Küresel ısınmayı fırsata çeviren kapitalizm, nükleeri kurtarıcı olarak dayatıyor. COP28’de nükleer reaktör sayısının 3’e katlanma anlaşması sonrası uranyum fiyatlarında patlama yaşanırken, uranyum ve toryum madenciliği de genişletiliyor
Yusuf Gürsucu / İstanbul
Geçtiğimiz yılın Aralık ayında Dubai’de düzenlenen BM İklim Değişikliği Konferansı’nda (COP28) 2050 yılına kadar küresel nükleer kapasitenin üç katına çıkarılması hedefi ortaya konmuştu. Bu hedef doğrultusunda nükleer sermaye ve siyasi iktidarlar Brüksel’de bir araya gelerek, kamusal finansmanı nükleer yatırımlara yöneltmeyi amaçlayan bir Nükleer Zirve yaptı. Brüksel‘de yapılan toplantının eşbaşkanlığını Belçika Başbakanı Alexander De Croo ve Uluslararası Atom Enerjisi Ajansı (IAEA) Genel Direktörü Rafael Mariano Grossi yaptı.
Hakan Fidan’da oradaydı
Zirveye Türkiye’yi temsilen Dışişleri Bakanı Hakan Fidan katıldı. Fidan toplantıda, Akkuyu Nükleer Güç Santrali’nin tamamen faaliyete geçtiğinde Türkiye’nin elektrik ihtiyacının yüzde 10’unu karşılayacağını, küçük modüler reaktörlerin yanı sıra ilave konvansiyonel tesisler de inşa ederek bu seviyenin yükseltilmesinin amaçlandığını belirtti.
Nükleer sermaye heyecanlı
Bu nükleer sevdasının hangi ihtiyaçtan ortaya çıktığına yakından bakmak gerekiyor. Yakın zamana kadar nükleer sermaye sipariş alamaz haldeyken bugün bu sermaye kesimlerinin ellerini ovuşturarak süreci heyecanla ilerletme peşinde olduğu izleniyor. Çernobil ve Fukuşima’da patlamalar sonrası yaşanan radyasyon kirliliği halen yaşamı olumsuz etkilemeye devam ederken, nükleer sermayenin büyüme eğrisine girmesi ise sermaye için yeniden büyüme yollarından biri olarak öne çıkıyor.

● ● ● ● ● ● ●

__Yapılacaklar Listesi__
A) Nükleer zirve yazısında "Hakan Fidan’da oradaydı" ile başlayıp "yükseltilmesinin amaçlandığını belirtti." ifadesine kadar süren bölümü hiçbir değişiklik yapmadan tekrar yazın.
B) Nükleer zirve yazısına göre Brüksel'deki toplantının eşbaşkanlığını kimler yaptı?
C) Nükleer zirve yazısını bittiği noktadan alıp bir sonraki bölümünü tamamlayın.

(Nesne konumlarına ilişkin veri kümesi kayıtları)

● ● ● ● ● ● ●

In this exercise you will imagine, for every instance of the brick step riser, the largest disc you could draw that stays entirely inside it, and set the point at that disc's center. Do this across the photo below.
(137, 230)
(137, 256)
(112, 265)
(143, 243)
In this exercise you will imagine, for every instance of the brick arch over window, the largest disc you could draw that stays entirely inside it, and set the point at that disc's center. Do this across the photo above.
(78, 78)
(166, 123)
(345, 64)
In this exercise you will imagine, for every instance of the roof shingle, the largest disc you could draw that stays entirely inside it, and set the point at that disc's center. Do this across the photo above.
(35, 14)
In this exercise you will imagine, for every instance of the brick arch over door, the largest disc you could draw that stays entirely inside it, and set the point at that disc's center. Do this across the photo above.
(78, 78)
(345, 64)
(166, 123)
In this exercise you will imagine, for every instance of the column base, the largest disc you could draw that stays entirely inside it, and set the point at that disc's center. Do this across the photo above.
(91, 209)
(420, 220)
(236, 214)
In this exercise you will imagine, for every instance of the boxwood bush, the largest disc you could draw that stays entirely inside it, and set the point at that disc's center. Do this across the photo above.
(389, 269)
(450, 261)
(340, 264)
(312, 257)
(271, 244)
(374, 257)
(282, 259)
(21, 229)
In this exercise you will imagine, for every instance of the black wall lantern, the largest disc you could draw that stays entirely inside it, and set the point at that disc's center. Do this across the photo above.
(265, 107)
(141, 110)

● ● ● ● ● ● ●

__Yazılı Yanıtlar__
A)
Hakan Fidan’da oradaydı
Zirveye Türkiye’yi temsilen Dışişleri Bakanı Hakan Fidan katıldı. Fidan toplantıda, Akkuyu Nükleer Güç Santrali’nin tamamen faaliyete geçtiğinde Türkiye’nin elektrik ihtiyacının yüzde 10’unu karşılayacağını, küçük modüler reaktörlerin yanı sıra ilave konvansiyonel tesisler de inşa ederek bu seviyenin yükseltilmesinin amaçlandığını belirtti.

B) Belçika Başbakanı Alexander De Croo ile Uluslararası Atom Enerjisi Ajansı (IAEA) Genel Direktörü Rafael Mariano Grossi.

C)
Fransa’da 56 reaktör var
Zirvenin yapıldığı Belçika, önce 2015’te kapatma kararı aldığı 7 nükleer santralin kapatılmasını 2025 yılına ertelemişti. 2022 yılında ise bu kararından da vazgeçerek, yeni nükleer teknolojilere yatırım yapacaklarını açıkladı. Fransa ise Dünya Nükleer Birliği’ne göre 56 faal nükleer reaktöre sahip bir ülke. Fransa 2050 için belirlediği sıfır karbon hedefine ulaşmak için, nükleer reaktörlerin inşasını canlandırmaya ve geliştirmeye devam edeceklerini ve mevcut santrallerin ömrünü 60 yıla uzatacaklarını duyurmuştu. Macron, Fransa’nın normal boyuttaki nükleer tesisler yerine daha az nükleer atık oluşturduğunu iddia ettiği “mini-reaktörler” inşa edeceklerini açıklamalarına eklemişti.
Fransa ve Almanya
Diğer yandan Avrupa Birliği (AB) Komisyonu, Avrupa’da küçük modüler reaktörlerin (SMR) 2030 yılına kadar kurulmasını sağlamak için endüstriyel bir ittifak kurmaya karar verdiklerini açıkladı. AB Komisyonu Enerjiden Sorumlu Üyesi Kadri Simson, Avrupa’nın enerji alanında uzun süre çok yüksek düzeyde yatırım çekmesi gerektiğini belirterek, “2030 ile 2040 arasında enerji sektörüne yılda 670 milyar euro yatırım yapmaya hazır olmalıyız” sözleri dikkat çekiciydi. Avrupa’da nükleer santrallerini kapatma kararı veren Almanya’nın ise başını çektiği ‘yenilenebilir’ enerjiye odaklanarak Avrupa’da nükleer teknolojiye sahip olan Fransa ile al gülüm ver gülüm ilişkisi içinde AB’nin sermaye politikalarına yön verdikleri anlaşılıyor.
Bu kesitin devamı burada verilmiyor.